--- RECORDS PROVIDED ---

START

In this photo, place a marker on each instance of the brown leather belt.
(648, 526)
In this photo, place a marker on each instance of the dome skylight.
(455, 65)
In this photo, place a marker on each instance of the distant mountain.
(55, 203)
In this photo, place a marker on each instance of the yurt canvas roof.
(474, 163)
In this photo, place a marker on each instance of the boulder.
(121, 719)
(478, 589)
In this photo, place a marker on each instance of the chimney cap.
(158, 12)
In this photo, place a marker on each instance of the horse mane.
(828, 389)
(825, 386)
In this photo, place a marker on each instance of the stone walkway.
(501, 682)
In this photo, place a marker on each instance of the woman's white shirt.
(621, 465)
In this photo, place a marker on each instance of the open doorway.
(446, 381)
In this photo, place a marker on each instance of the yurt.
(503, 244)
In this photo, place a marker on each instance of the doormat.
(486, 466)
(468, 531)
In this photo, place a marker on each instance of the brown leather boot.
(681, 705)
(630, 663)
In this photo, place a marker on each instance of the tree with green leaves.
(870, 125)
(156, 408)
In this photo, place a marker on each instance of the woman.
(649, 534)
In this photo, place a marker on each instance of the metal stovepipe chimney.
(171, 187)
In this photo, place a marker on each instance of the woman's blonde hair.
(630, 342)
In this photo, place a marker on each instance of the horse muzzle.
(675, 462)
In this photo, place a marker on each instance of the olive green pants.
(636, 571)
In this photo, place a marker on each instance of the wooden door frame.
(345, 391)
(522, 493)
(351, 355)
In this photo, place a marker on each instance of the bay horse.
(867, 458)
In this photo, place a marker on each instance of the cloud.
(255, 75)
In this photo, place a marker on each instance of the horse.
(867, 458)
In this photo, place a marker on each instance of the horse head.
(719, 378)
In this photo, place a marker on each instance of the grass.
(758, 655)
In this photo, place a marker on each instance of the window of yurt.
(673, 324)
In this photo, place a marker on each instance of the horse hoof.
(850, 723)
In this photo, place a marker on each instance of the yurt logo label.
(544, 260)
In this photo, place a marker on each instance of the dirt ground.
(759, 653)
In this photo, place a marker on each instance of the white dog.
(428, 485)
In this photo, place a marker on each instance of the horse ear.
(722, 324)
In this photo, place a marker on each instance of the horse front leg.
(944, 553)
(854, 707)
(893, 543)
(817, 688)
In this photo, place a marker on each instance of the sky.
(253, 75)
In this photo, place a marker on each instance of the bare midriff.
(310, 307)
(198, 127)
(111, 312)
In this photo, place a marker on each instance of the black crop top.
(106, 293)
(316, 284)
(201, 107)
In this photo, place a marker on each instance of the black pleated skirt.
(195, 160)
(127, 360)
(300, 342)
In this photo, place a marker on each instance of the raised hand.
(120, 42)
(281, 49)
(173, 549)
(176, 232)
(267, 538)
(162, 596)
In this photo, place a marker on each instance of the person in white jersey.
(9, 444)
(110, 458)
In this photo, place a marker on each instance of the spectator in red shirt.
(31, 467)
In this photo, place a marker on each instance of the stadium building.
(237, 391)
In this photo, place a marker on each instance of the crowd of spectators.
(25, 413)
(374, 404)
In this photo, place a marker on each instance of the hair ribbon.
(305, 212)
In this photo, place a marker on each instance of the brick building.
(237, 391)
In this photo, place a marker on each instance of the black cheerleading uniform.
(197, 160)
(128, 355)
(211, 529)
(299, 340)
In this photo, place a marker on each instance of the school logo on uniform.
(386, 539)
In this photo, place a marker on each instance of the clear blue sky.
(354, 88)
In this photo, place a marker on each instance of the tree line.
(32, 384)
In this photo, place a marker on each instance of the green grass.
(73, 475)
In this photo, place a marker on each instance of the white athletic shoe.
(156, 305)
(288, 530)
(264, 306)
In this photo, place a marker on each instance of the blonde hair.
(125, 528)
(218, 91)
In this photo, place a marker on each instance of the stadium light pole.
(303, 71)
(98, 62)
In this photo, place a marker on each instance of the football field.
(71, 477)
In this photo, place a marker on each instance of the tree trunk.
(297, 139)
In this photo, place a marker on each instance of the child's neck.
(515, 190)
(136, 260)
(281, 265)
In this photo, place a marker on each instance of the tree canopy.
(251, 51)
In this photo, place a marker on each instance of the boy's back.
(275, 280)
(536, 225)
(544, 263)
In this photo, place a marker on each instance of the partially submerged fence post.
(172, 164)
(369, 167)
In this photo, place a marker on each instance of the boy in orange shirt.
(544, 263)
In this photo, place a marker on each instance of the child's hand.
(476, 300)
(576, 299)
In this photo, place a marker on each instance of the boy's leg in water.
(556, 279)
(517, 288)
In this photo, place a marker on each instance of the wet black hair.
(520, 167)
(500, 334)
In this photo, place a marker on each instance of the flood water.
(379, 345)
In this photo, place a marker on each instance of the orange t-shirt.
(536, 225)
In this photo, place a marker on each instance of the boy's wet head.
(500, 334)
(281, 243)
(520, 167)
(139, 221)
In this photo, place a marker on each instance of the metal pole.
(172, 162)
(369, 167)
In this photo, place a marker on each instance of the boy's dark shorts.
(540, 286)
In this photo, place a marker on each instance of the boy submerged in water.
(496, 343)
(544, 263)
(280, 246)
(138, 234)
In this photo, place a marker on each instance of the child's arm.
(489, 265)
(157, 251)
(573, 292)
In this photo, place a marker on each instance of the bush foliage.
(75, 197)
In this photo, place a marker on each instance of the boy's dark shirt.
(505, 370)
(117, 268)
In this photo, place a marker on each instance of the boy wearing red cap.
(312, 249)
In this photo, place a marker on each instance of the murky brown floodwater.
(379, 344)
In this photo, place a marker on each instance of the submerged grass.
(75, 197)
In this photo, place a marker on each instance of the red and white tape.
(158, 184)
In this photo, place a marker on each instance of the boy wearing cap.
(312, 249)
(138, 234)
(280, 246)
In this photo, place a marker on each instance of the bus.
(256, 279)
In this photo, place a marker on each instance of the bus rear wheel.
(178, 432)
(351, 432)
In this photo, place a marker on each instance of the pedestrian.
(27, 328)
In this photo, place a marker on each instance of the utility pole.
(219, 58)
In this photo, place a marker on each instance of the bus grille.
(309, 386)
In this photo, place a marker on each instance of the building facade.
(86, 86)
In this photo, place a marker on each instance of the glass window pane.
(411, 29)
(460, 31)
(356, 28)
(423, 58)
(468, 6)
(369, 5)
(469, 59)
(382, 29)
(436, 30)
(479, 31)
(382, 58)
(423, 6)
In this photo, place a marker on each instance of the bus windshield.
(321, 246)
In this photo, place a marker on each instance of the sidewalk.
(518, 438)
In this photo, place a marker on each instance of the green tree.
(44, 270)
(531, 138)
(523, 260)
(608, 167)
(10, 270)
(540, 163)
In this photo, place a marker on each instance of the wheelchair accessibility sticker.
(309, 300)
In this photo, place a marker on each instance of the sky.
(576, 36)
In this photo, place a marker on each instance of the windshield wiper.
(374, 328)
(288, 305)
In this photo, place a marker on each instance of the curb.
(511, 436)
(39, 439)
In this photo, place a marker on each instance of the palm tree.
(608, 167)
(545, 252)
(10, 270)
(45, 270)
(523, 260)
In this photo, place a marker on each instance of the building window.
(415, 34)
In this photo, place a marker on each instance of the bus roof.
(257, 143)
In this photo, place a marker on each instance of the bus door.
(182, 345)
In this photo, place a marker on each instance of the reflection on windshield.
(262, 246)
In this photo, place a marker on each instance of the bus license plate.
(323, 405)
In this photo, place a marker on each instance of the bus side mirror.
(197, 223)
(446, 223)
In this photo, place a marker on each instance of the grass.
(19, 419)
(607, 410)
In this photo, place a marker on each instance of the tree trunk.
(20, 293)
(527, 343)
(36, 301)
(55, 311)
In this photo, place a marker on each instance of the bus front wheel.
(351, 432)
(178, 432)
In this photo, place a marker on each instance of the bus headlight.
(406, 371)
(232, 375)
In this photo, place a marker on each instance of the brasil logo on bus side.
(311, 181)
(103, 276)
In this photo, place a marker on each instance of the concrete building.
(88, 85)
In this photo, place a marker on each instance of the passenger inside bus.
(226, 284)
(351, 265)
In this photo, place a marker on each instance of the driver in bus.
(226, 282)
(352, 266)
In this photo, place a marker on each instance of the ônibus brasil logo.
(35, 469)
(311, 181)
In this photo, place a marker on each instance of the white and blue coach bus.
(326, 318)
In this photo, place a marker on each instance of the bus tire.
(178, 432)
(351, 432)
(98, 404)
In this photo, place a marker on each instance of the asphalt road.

END

--- WHAT IS ASKED ---
Output exactly the lines from the one containing "the concrete building." through the last line of the entries, both ends included.

--- RIGHT ANSWER ---
In this photo, place a marker on each instance of the concrete building.
(88, 85)
In this photo, place a marker on each instance of the passenger inside bus.
(226, 284)
(351, 265)
In this photo, place a marker on each instance of the driver in bus.
(226, 282)
(352, 266)
In this photo, place a marker on each instance of the ônibus brasil logo.
(35, 469)
(311, 181)
In this photo, place a marker on each instance of the white and blue coach bus.
(326, 318)
In this photo, place a marker on each instance of the bus tire.
(178, 432)
(351, 432)
(98, 404)
In this photo, place a marker on each instance of the asphalt road.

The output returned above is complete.